*** Data provided Section Begins ***
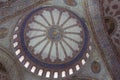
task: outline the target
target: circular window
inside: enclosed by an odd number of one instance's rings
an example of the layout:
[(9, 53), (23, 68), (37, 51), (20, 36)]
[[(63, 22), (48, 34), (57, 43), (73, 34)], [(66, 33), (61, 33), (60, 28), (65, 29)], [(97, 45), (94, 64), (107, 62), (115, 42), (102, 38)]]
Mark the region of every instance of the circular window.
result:
[(43, 77), (66, 77), (86, 63), (91, 46), (84, 21), (65, 8), (33, 10), (14, 29), (13, 47), (19, 61)]

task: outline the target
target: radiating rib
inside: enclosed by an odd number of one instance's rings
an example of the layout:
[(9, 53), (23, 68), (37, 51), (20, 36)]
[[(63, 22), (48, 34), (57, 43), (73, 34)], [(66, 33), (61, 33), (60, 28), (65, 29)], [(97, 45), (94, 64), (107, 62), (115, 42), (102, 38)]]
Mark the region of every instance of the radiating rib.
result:
[(36, 22), (37, 24), (40, 24), (40, 25), (43, 26), (44, 28), (48, 28), (48, 26), (45, 26), (44, 24), (42, 24), (42, 23), (40, 23), (40, 22), (38, 22), (38, 21), (34, 21), (34, 22)]
[(57, 55), (57, 58), (58, 58), (58, 43), (55, 43), (55, 45), (56, 45), (56, 55)]
[(53, 43), (53, 47), (51, 49), (50, 59), (52, 62), (54, 62), (57, 59), (55, 43)]
[(73, 35), (80, 35), (80, 33), (77, 33), (77, 32), (64, 32), (64, 34), (73, 34)]
[[(47, 41), (47, 40), (46, 40)], [(42, 54), (43, 50), (45, 49), (45, 47), (47, 46), (47, 44), (49, 43), (49, 41), (46, 42), (46, 44), (43, 46), (43, 48), (41, 48), (41, 52), (40, 52), (40, 55)], [(42, 45), (42, 44), (41, 44)], [(39, 46), (41, 46), (39, 45)]]
[(74, 18), (70, 18), (62, 27), (65, 28), (74, 24), (77, 24), (77, 20)]
[[(41, 15), (41, 16), (42, 16), (42, 15)], [(46, 21), (46, 23), (48, 24), (48, 26), (51, 25), (44, 16), (42, 16), (42, 18)]]
[(36, 22), (31, 22), (28, 24), (28, 26), (31, 28), (31, 29), (40, 29), (40, 30), (45, 30), (46, 28)]
[(62, 26), (63, 28), (67, 28), (67, 27), (71, 27), (71, 26), (78, 26), (77, 20), (74, 18), (70, 18), (68, 22), (66, 22), (66, 24), (64, 26)]
[(49, 55), (49, 50), (50, 50), (51, 42), (48, 43), (48, 45), (45, 47), (43, 53), (41, 54), (42, 59), (45, 59)]
[(65, 57), (67, 57), (67, 53), (66, 53), (66, 50), (65, 50), (65, 48), (64, 48), (64, 46), (63, 46), (63, 44), (62, 44), (62, 42), (60, 42), (60, 45), (61, 45), (61, 47), (62, 47), (62, 49), (63, 49), (63, 51), (64, 51)]
[(60, 43), (58, 42), (58, 55), (59, 55), (59, 59), (61, 61), (64, 61), (65, 60), (65, 54), (64, 54), (64, 51), (62, 49), (62, 46), (60, 45)]
[(49, 11), (43, 11), (42, 15), (44, 16), (44, 19), (47, 21), (48, 25), (52, 25), (52, 18)]
[(62, 12), (59, 25), (64, 24), (69, 19), (69, 17), (70, 15), (68, 12)]
[(51, 19), (52, 19), (52, 25), (55, 25), (55, 21), (54, 21), (52, 12), (50, 13), (50, 15), (51, 15)]
[(73, 56), (72, 55), (73, 51), (71, 50), (71, 48), (65, 42), (63, 42), (63, 41), (62, 41), (62, 44), (63, 44), (63, 46), (64, 46), (64, 48), (66, 50), (67, 56), (72, 57)]
[(48, 23), (43, 19), (41, 15), (34, 16), (34, 20), (40, 23), (42, 26), (49, 27)]
[(74, 51), (74, 49), (67, 43), (67, 41), (65, 41), (65, 40), (63, 39), (63, 42), (64, 42), (72, 51)]
[(52, 14), (54, 15), (54, 16), (53, 16), (53, 19), (54, 19), (54, 21), (55, 21), (55, 25), (57, 25), (57, 22), (58, 22), (59, 16), (60, 16), (60, 11), (58, 11), (57, 9), (54, 9), (54, 10), (52, 11)]
[(50, 55), (51, 55), (52, 47), (53, 47), (53, 42), (51, 43), (51, 46), (50, 46), (50, 50), (49, 50), (49, 58), (50, 58)]
[(42, 51), (40, 53), (43, 53), (44, 49), (46, 48), (46, 46), (49, 44), (50, 41), (47, 41), (45, 46), (42, 48)]
[(58, 17), (57, 25), (59, 25), (59, 23), (60, 23), (61, 16), (62, 16), (62, 12), (60, 12), (60, 15), (59, 15), (59, 17)]
[(38, 44), (36, 47), (34, 47), (34, 54), (40, 54), (42, 51), (43, 47), (46, 45), (47, 40), (44, 40), (40, 44)]
[(77, 26), (78, 26), (77, 24), (73, 24), (73, 25), (70, 25), (70, 26), (64, 27), (63, 29), (66, 30), (66, 29), (68, 29), (68, 28), (77, 27)]
[(26, 33), (26, 35), (31, 38), (31, 37), (34, 37), (34, 36), (38, 36), (38, 35), (43, 35), (45, 34), (45, 32), (40, 32), (40, 31), (29, 31)]
[(34, 38), (37, 38), (37, 37), (43, 37), (43, 36), (46, 36), (45, 34), (42, 34), (42, 35), (37, 35), (37, 36), (33, 36), (33, 37), (30, 37), (29, 39), (34, 39)]
[(79, 50), (79, 44), (77, 44), (76, 42), (70, 40), (70, 39), (67, 39), (67, 38), (64, 38), (64, 40), (69, 44), (69, 46), (73, 49), (73, 50)]
[(44, 38), (45, 36), (31, 39), (29, 41), (29, 46), (35, 46), (37, 43), (39, 43), (39, 41), (43, 40)]
[(65, 36), (66, 38), (73, 39), (73, 41), (77, 41), (78, 43), (80, 43), (81, 41), (83, 41), (83, 38), (81, 37), (81, 35), (64, 34), (64, 36)]
[(41, 31), (41, 32), (46, 32), (46, 30), (32, 29), (32, 28), (30, 28), (30, 31)]
[(79, 26), (76, 26), (76, 27), (68, 28), (64, 31), (65, 32), (78, 32), (78, 33), (80, 33), (82, 31), (82, 28), (80, 28)]
[(39, 43), (37, 43), (35, 46), (33, 46), (33, 49), (34, 49), (35, 47), (37, 47), (39, 44), (41, 44), (42, 42), (44, 42), (46, 39), (47, 39), (47, 37), (45, 37), (43, 40), (39, 41)]
[(69, 19), (70, 19), (70, 17), (67, 18), (67, 19), (63, 22), (63, 24), (61, 24), (60, 26), (63, 27), (63, 26), (69, 21)]
[(67, 36), (64, 36), (64, 38), (67, 38), (67, 39), (69, 39), (69, 40), (71, 40), (71, 41), (74, 41), (76, 44), (79, 44), (80, 42), (78, 42), (78, 41), (76, 41), (76, 40), (74, 40), (74, 39), (72, 39), (72, 38), (70, 38), (70, 37), (67, 37)]

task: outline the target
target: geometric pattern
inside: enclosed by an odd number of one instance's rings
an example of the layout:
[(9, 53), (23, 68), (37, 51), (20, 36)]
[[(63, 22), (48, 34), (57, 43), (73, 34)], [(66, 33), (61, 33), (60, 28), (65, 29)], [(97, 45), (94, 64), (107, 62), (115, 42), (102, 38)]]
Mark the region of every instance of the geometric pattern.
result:
[[(120, 48), (120, 0), (103, 0), (104, 16), (110, 18), (108, 27), (114, 28), (110, 35), (113, 44)], [(114, 25), (110, 24), (114, 23)]]
[(20, 63), (45, 78), (63, 78), (85, 65), (92, 49), (84, 20), (72, 11), (47, 6), (18, 21), (13, 47)]

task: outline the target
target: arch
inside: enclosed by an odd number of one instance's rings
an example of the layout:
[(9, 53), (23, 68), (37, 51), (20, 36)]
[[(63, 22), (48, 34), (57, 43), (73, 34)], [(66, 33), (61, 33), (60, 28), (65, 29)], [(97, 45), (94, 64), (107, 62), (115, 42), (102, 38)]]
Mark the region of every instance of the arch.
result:
[(5, 67), (10, 80), (23, 80), (21, 71), (17, 68), (19, 65), (15, 62), (14, 57), (12, 57), (7, 49), (0, 46), (0, 63)]

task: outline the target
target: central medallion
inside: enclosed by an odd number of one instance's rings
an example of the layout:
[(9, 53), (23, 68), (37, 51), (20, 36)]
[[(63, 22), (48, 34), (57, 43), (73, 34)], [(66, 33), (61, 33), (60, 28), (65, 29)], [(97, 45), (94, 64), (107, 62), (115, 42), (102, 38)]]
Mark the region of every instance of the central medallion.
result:
[(57, 26), (54, 26), (54, 27), (51, 27), (48, 29), (48, 38), (51, 40), (51, 41), (60, 41), (62, 39), (62, 29), (60, 29), (60, 27), (57, 27)]

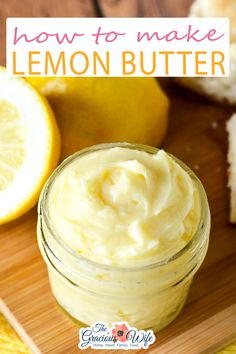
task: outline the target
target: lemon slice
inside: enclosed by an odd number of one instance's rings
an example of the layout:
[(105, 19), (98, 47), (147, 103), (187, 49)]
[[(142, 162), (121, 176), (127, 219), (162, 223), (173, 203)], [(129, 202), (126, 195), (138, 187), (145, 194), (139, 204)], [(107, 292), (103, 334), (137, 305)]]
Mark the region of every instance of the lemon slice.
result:
[(59, 152), (59, 132), (47, 101), (0, 67), (0, 224), (37, 202)]

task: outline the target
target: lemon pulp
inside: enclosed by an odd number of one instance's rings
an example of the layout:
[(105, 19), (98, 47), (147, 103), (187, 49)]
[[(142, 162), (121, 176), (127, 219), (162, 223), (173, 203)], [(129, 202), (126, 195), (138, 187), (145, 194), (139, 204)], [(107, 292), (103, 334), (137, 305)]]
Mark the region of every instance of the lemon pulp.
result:
[(17, 108), (8, 101), (0, 100), (0, 190), (14, 180), (16, 170), (25, 158), (25, 130), (19, 124)]

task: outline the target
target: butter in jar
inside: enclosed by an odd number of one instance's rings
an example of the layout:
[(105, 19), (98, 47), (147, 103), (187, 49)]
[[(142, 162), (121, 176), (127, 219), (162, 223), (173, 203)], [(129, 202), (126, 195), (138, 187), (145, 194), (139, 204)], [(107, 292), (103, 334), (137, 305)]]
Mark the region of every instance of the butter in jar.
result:
[(183, 163), (143, 145), (97, 145), (66, 159), (39, 203), (53, 294), (74, 319), (158, 331), (182, 309), (205, 257), (210, 213)]

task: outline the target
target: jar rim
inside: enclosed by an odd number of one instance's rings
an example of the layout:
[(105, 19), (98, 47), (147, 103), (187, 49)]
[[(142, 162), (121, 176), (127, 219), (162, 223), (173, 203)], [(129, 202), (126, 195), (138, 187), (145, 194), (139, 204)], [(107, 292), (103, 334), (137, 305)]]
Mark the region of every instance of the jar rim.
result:
[[(45, 226), (47, 227), (48, 231), (50, 232), (50, 235), (53, 237), (53, 239), (56, 241), (59, 247), (62, 247), (64, 250), (69, 252), (69, 254), (77, 261), (83, 261), (83, 263), (87, 263), (88, 265), (91, 265), (93, 267), (96, 267), (98, 269), (105, 269), (105, 270), (113, 270), (113, 271), (124, 271), (124, 272), (130, 272), (130, 271), (144, 271), (144, 270), (150, 270), (154, 268), (161, 267), (163, 265), (169, 264), (176, 259), (180, 258), (182, 255), (184, 255), (188, 250), (194, 249), (195, 245), (201, 241), (201, 236), (205, 236), (205, 239), (202, 239), (202, 243), (206, 241), (208, 238), (208, 234), (204, 232), (207, 223), (205, 222), (205, 218), (207, 217), (209, 219), (210, 217), (210, 212), (209, 212), (209, 205), (208, 205), (208, 200), (206, 196), (206, 192), (204, 190), (204, 187), (199, 180), (199, 178), (195, 175), (195, 173), (187, 166), (185, 165), (181, 160), (173, 156), (172, 154), (168, 153), (168, 156), (170, 156), (172, 159), (174, 159), (175, 162), (177, 162), (192, 178), (192, 180), (195, 181), (199, 193), (199, 198), (200, 198), (200, 205), (201, 205), (201, 215), (200, 215), (200, 220), (198, 224), (198, 228), (191, 238), (191, 240), (177, 253), (166, 257), (160, 261), (153, 262), (147, 265), (132, 265), (132, 266), (117, 266), (117, 265), (109, 265), (109, 264), (103, 264), (103, 263), (98, 263), (96, 261), (93, 261), (89, 258), (84, 257), (81, 254), (78, 254), (75, 250), (70, 248), (66, 242), (63, 242), (63, 240), (58, 236), (57, 232), (52, 228), (50, 218), (49, 218), (49, 212), (48, 212), (48, 195), (50, 193), (50, 189), (55, 181), (55, 178), (60, 174), (60, 172), (70, 165), (72, 162), (74, 162), (76, 159), (85, 156), (89, 153), (99, 151), (99, 150), (106, 150), (106, 149), (112, 149), (116, 147), (121, 147), (121, 148), (127, 148), (127, 149), (132, 149), (132, 150), (140, 150), (147, 152), (149, 154), (155, 154), (157, 153), (160, 149), (156, 147), (151, 147), (148, 145), (144, 144), (132, 144), (132, 143), (126, 143), (126, 142), (118, 142), (118, 143), (106, 143), (106, 144), (97, 144), (97, 145), (92, 145), (88, 148), (82, 149), (71, 156), (67, 157), (51, 174), (49, 179), (47, 180), (41, 195), (39, 199), (39, 204), (38, 204), (38, 214), (40, 218), (44, 219)], [(46, 242), (47, 247), (49, 247), (48, 243)]]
*** Data provided Section Ends ***
§ **Directions**
Look above for the line containing "target: lemon slice". Output from there through the line containing "Mark the region of every instance of the butter", exactly and inclusively.

§ **Output below**
target: lemon slice
inside: enclosed by an odd number of one instance's rings
an example of the layout:
[(105, 19), (98, 47), (147, 103), (187, 49)]
[[(142, 162), (121, 176), (127, 219), (162, 223), (173, 203)], [(129, 202), (126, 195), (138, 187), (145, 194), (139, 204)], [(107, 292), (103, 334), (137, 305)]]
Mark the region of every instance of the lemon slice.
result:
[(59, 152), (59, 132), (47, 101), (0, 67), (0, 224), (37, 202)]

task: outline the target
target: lemon pulp
inside: enclosed by an odd number of one instance's rings
an example of the layout:
[(105, 19), (98, 47), (147, 103), (187, 49)]
[[(142, 162), (121, 176), (127, 219), (162, 223), (173, 203)], [(129, 202), (126, 195), (138, 187), (145, 194), (139, 204)], [(107, 292), (103, 334), (137, 305)]]
Mark the region of every instance of the lemon pulp.
result:
[(17, 108), (8, 101), (0, 100), (0, 190), (14, 180), (16, 170), (25, 158), (25, 130), (19, 124)]

task: outline the target
target: butter in jar
inside: enclosed by an odd number of one instance's rings
an example of the layout:
[(105, 19), (98, 47), (147, 103), (187, 49)]
[[(142, 162), (121, 176), (127, 219), (162, 223), (173, 203)], [(129, 202), (126, 195), (138, 187), (145, 194), (139, 204)], [(107, 292), (103, 334), (137, 305)]]
Mark the region of every instance of the butter in jar.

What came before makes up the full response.